- **Data for this task**
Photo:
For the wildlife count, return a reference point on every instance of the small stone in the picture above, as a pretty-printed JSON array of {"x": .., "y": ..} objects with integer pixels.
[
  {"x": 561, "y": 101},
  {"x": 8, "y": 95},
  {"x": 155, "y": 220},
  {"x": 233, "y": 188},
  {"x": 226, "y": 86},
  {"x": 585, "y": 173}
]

- **Your goal**
Will you repeat every row above verbatim, line for line?

- **Full answer**
Photo:
For the wildlife count, return a reference point on every instance of the small stone in the picture above, as a pretty-printed JSON array of {"x": .., "y": ..} objects with integer pixels.
[
  {"x": 561, "y": 101},
  {"x": 8, "y": 95},
  {"x": 155, "y": 220},
  {"x": 233, "y": 188},
  {"x": 226, "y": 86},
  {"x": 585, "y": 173}
]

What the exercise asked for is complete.